══ Document segment

In a previous post I took a closer look at overtimes in the NBA and showed that because they are an equilibrium caught between two highly unstable states (team A losing by a handful of points on one side, team B losing by a handful of points on the other), overtimes are about three times more likely to occur than one would naively expect. Could the same be said for runs? Once a team has gone on an 8-0 run, is it more likely to push it to 10-0? The 8-0 run could be the result of one team having a much better lineup on the floor, or a player with a particularly hot hand (although the notion of hot hand is debatable, one I will probably look into in a future post). Or is the team on the bad end of the run more likely to score, perhaps by calling a timeout to stop the first team's 'mojo' or to set up a specific play with higher scoring probability?

Data
The first step was to collect as much data as possible. I pulled from nba.com all available games (regular season and playoffs but excluding pre-season), all the way back to the 2009-2010 season.
For each game, I split it into a succession of 'runs' and for each I computed the number of possessions and points.
Consider for instance the first few minutes of Game 1 of this year's Western Conference Finals between the Houston Rockets and Golden State Warriors:


After parse the information, we would get something like:
  • Rockets had a 2-0 run over 45s
  • Warriors then had a 2-0 run over 15s
  • Rockets then had a 7-0 run over 1m51s
  • ...

Although points is what is always being reported and what everyone ultimately cares about, I decided to focus on number of scoring possessions instead. A 7-0 which is the results of seven consecutive trips to the freethrow line, with 1 out of 2 freethrow being made each time is very different from a three-pointer followed by another three-pointer on which the shooter is fouled and completes the four-point play. In the former case the scoring team needs to get (at least) 6 defensive stops, in the latter they need only one.

So the data would actually look like this:
  • Rockets score 2 points on 1 scoring possession
  • Warriors score 2 points on 1 scoring possession
  • Rockets score 7 points on 4 scoring possession
  • ...

════
══ Record excerpts

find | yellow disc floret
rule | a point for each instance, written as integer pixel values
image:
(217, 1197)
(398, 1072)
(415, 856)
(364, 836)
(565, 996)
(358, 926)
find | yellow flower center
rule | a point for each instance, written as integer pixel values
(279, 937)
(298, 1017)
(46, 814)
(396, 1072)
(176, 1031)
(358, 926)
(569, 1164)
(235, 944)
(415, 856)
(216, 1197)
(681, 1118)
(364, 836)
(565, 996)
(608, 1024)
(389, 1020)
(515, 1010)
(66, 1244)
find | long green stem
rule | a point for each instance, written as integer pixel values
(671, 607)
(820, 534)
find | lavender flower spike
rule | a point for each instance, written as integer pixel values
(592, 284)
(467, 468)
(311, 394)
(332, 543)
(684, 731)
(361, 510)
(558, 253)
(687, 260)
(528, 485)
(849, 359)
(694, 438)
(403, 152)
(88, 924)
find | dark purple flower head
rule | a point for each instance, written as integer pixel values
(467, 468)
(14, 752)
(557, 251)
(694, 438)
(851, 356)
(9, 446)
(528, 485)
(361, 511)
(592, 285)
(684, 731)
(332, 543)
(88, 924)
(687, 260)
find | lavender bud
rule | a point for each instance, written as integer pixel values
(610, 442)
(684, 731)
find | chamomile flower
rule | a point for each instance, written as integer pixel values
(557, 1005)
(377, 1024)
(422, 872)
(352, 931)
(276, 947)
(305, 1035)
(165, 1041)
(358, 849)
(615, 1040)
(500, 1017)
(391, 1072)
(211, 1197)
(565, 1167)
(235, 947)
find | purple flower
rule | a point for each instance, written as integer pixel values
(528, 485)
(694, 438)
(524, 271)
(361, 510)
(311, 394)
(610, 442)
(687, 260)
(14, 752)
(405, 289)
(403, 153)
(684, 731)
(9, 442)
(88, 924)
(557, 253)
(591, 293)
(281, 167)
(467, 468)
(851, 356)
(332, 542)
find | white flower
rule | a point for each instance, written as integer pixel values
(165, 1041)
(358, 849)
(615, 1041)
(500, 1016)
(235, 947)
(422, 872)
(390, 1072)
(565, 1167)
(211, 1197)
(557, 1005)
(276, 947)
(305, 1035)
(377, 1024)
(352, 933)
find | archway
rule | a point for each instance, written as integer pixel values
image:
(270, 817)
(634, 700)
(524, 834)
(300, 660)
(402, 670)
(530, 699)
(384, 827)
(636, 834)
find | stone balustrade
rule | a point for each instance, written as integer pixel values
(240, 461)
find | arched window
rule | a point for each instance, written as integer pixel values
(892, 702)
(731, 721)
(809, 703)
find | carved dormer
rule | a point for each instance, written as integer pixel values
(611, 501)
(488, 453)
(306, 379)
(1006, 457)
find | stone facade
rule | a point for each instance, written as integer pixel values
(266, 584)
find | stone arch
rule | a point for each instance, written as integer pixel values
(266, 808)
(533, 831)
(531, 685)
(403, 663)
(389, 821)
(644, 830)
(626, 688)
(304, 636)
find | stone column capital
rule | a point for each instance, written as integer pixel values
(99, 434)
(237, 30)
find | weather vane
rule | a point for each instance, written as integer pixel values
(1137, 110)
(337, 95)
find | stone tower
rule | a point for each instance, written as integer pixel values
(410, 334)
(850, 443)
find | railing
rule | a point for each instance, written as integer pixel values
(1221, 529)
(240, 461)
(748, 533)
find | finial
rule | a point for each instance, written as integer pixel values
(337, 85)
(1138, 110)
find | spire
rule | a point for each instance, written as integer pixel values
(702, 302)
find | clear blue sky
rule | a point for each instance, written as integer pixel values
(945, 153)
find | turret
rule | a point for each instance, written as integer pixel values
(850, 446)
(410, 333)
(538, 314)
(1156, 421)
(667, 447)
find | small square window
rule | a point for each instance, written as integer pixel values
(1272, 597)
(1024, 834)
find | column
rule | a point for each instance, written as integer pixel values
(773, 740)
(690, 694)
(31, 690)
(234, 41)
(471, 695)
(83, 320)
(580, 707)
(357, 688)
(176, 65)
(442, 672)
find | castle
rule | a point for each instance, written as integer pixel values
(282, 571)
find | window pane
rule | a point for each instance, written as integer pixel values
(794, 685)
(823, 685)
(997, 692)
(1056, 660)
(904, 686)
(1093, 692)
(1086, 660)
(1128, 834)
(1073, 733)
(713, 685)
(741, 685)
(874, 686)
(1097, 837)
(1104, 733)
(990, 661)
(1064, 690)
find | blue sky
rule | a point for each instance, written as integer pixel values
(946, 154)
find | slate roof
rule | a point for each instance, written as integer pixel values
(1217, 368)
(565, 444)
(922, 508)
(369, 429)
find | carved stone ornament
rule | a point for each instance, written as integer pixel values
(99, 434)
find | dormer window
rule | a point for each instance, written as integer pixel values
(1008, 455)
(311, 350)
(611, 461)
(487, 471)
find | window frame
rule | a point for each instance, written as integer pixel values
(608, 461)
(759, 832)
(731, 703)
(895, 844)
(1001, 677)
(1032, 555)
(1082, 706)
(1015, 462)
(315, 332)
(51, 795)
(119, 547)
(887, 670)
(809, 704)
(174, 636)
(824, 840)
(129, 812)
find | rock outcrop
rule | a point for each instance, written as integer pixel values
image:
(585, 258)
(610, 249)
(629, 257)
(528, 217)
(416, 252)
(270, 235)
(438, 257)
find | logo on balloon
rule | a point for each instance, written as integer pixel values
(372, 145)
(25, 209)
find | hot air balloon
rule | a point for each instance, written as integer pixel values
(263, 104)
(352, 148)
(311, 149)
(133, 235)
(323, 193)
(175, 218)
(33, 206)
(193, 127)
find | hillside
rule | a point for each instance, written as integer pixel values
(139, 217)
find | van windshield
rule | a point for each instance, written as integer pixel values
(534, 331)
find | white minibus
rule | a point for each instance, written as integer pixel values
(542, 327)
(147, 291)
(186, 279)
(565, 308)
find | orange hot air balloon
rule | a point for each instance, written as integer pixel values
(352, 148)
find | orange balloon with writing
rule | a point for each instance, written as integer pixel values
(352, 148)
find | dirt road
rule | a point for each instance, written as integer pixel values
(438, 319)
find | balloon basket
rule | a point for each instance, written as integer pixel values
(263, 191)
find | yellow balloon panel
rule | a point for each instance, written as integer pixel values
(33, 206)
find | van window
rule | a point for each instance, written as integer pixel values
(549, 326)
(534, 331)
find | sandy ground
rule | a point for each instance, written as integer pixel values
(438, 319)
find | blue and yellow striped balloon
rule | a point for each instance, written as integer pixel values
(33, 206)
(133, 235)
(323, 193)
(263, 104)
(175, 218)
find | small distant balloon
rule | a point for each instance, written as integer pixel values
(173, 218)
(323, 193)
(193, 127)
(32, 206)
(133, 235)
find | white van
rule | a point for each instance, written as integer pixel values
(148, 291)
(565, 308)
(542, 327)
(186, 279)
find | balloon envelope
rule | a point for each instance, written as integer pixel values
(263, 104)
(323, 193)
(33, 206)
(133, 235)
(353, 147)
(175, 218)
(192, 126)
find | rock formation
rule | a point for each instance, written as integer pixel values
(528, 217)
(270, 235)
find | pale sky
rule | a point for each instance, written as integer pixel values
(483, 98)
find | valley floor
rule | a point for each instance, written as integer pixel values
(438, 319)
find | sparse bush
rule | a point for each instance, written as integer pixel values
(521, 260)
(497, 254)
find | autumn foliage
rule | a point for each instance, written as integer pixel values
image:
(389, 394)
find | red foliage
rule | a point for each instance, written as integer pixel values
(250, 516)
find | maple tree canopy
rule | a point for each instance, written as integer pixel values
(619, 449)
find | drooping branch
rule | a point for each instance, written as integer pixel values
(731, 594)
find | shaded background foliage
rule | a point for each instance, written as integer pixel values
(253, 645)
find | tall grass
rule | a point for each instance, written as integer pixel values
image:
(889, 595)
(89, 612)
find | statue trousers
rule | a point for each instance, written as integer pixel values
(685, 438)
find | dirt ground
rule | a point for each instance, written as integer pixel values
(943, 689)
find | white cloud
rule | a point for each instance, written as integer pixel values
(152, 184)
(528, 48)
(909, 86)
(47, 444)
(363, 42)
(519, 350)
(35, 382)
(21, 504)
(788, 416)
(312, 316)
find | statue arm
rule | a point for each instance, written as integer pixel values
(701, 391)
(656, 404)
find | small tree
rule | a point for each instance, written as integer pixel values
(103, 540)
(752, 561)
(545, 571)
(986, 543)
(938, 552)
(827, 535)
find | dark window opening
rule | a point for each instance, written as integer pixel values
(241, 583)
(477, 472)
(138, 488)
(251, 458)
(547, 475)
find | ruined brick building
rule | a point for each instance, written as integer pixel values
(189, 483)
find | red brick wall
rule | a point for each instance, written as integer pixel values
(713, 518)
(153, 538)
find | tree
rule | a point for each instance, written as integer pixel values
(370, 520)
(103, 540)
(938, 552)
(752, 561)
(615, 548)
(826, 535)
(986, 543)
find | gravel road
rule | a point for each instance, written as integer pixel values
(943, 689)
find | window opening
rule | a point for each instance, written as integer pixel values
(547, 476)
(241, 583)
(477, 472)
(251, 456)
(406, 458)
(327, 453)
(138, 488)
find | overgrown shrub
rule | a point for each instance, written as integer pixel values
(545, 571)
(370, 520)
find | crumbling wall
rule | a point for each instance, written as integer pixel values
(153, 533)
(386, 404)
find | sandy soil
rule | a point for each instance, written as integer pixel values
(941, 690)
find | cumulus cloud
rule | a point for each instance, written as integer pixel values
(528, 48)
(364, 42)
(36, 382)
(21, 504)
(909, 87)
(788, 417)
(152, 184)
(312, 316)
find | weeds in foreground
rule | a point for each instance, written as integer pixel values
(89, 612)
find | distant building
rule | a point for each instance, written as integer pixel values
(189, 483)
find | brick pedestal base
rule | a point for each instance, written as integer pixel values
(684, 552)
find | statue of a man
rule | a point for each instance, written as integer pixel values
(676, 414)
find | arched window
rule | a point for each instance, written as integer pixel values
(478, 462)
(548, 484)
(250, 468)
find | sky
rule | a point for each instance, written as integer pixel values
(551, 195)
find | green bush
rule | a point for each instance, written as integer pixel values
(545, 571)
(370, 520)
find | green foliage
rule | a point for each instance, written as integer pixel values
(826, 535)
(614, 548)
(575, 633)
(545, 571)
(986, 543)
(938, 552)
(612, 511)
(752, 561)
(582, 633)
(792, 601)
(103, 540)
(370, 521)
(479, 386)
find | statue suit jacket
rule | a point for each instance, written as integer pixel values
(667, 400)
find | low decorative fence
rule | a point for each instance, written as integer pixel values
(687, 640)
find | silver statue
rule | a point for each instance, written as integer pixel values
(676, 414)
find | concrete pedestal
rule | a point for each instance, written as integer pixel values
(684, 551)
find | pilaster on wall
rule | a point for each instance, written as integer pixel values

════

## Aim A
Count the lines of the records that contain the string "orange", treating uppercase and lowercase as different, and reply with only that number.
## Aim B
Continue the piece on NBA scoring runs from the point where it stops.
These records are unrelated to the piece on NBA scoring runs.

## Expected output A
2

## Expected output B
So the question we are interested in is how many consecutive times can a team score uninterrupted?


Preliminary Graphs
Before we jump into any modeling, let us first look at the frequency of uninterrupted scoring possessions:


That's quite a nice shape! It seems the occurrence of every run is a little under half of the previous number. We can verify this ratio visually:



Indeed, the frequency of each run is a remarkably stable ~45% of the previous run frequency.

A natural question is whether there is a difference between regular season games and Playoff games? Defense is supposed to be cranked up on notch so are longer runs less frequent? In the following graph, the proportion of runs in Playoff games is represented via the red histogram, that of regular season games via the blue histogram, and the overlap is purple.


The little blue tip would suggest a little more runs of 1 scoring possession in the regular season (and hence a little more 2+ scoring possession runs in the Playoffs), but a Chi-Square test reveals no statistical significance in the difference between the two histograms.

We can also split runs by home and road team. Can homecourt provide an additional boost and extend runs?


It appears as if the home team is slightly more likely than the road team to have longer runs, and this time the difference (as small as it appears visually) is significant. Once the home team gets it going and gets the crowd involved, good things happen!

Yet another splitting option is by quarter. Perhaps a team hasn't got its rhythm in the first quarter and is more likely to suffer a run, whereas the defense is a little tougher in the fourth quarter thus limiting scoring opportunities. To avoid overlaying 5 histograms over each other (the fifth being for overtimes), I used lines instead:


Although the lines appear nearly identical on the graph, the Chi-Square did pick up a significant difference across the associated table, even when dropping runs in overtime (harder to get long runs in a 5 minute overtime than a 12 minute quarter).
But it turns out that longer runs are more likely in the fourth quarter than the first. Either the defense gets a little tired, or the losing team realizes that they need to step things up quickly to avoid picking up the L.


Model
Having a better sense of how the runs behave, we can apply a little bit of modeling.
Let us assume that the two teams are of similar strength, and that when they have possession of the ball they both have the same probability p of scoring.
Team A just scored, team B now has possession of the ball. What is team B's probability of interrupting A's run? There are theoretically an infinite number of ways for that to happen, the pattern being quite obvious:
  • B scores (probability = p)
  • B misses, A misses, B scores (probability = (1-p)(1-p)p)
  • B missesA missesB missesA misses, B Scores (probability = (1-p)(1-p)(1-p)(1-p)p)
  • ...
  • (B misses, A misses) n times, B Scores (probability = (1-p)^(2n) * p)

Reminder: p is the probability of scoring on a team's possession, so it incorporates missing a shot but getting the offensive rebound and shooting again for instance.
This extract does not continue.